>>>>>

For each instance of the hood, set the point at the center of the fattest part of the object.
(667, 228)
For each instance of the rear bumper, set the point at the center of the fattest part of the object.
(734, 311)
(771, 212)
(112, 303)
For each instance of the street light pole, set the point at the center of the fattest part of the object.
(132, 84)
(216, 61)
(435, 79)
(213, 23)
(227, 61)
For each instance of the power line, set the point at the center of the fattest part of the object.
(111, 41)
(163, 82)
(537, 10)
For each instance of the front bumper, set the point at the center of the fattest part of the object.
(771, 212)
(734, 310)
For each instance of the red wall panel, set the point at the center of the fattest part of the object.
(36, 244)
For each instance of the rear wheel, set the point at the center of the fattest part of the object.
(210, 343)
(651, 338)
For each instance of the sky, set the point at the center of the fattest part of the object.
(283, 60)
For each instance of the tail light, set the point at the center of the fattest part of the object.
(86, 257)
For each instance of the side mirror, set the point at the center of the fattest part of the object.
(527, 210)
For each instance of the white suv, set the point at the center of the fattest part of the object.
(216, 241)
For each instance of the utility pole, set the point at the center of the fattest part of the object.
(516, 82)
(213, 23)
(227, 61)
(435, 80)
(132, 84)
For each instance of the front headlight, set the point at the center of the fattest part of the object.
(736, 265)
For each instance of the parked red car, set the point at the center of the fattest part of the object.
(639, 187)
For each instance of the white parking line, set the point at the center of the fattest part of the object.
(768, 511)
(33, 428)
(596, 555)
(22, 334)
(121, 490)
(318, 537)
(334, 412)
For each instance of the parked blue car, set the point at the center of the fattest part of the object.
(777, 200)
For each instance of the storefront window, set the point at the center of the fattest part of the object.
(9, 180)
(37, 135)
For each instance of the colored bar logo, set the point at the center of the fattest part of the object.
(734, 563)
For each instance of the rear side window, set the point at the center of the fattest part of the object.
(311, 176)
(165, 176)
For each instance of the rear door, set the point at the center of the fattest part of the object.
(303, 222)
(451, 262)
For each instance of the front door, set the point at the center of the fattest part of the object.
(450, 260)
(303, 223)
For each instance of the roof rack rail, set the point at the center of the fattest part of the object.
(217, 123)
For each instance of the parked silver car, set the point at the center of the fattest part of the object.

<<<<<

Copy all of the entries above word for word, in the order they appear.

For each instance of the hood, set the point at the center of the fattest part of the object.
(667, 228)
For each instance of the rear bumper, set the point at the center of the fattest part of the object.
(734, 311)
(771, 212)
(112, 303)
For each instance of the street light pole, set the point at the center of the fattest part of the object.
(132, 84)
(216, 61)
(435, 79)
(213, 23)
(227, 61)
For each instance of the power line, set the point at the center of the fattest part of the object.
(111, 41)
(163, 82)
(537, 10)
For each instance of the front bumper, set the point at the center of the fattest part of the object.
(771, 212)
(734, 310)
For each instance of the red wall panel, set the point at the center of the fattest part of the object.
(36, 244)
For each instance of the rear wheel, set the point at the center of the fattest part of the object.
(210, 343)
(651, 338)
For each instance of the sky, set the point at the center of the fattest part of the object.
(283, 60)
For each instance of the tail light, set the point at the center of the fattest part of the object.
(86, 257)
For each instance of the side mirror, set the point at the center of the fattest part of the object.
(527, 210)
For each instance of the white suv, set the point at the center of the fattest part of the object.
(216, 241)
For each instance of the utility pole, set the point at the center of the fattest part of the object.
(516, 82)
(213, 23)
(227, 61)
(435, 80)
(132, 84)
For each instance of the front headlight, set the point at the center of the fattest part of the object.
(736, 265)
For each instance of the parked red car, set the point at the center of the fattest part of the object.
(639, 187)
For each instance of the white parking line, set the point at the center of the fattest part of the object.
(768, 511)
(33, 428)
(596, 555)
(22, 334)
(121, 490)
(318, 537)
(334, 412)
For each instance of the parked blue car, set the point at the center of the fattest part of the object.
(777, 200)
For each instance of the storefront window, set the point at the center of the fattest part of the object.
(9, 180)
(37, 135)
For each instance of the colored bar logo, set the point at the center of the fattest part of the object.
(734, 563)
For each instance of the rear side window, set the point at the center of the fattest part of the object.
(311, 176)
(165, 176)
For each instance of the rear door, set the point at the center of the fattest part of the object.
(303, 222)
(451, 262)
For each instance of the front door, set the point at the center of the fattest part of the object.
(450, 260)
(303, 223)
For each instance of the roof rack rail, set the point at the center of the fattest part of the object.
(217, 123)
For each instance of the parked silver car, set the point at the center of the fattest part of the object.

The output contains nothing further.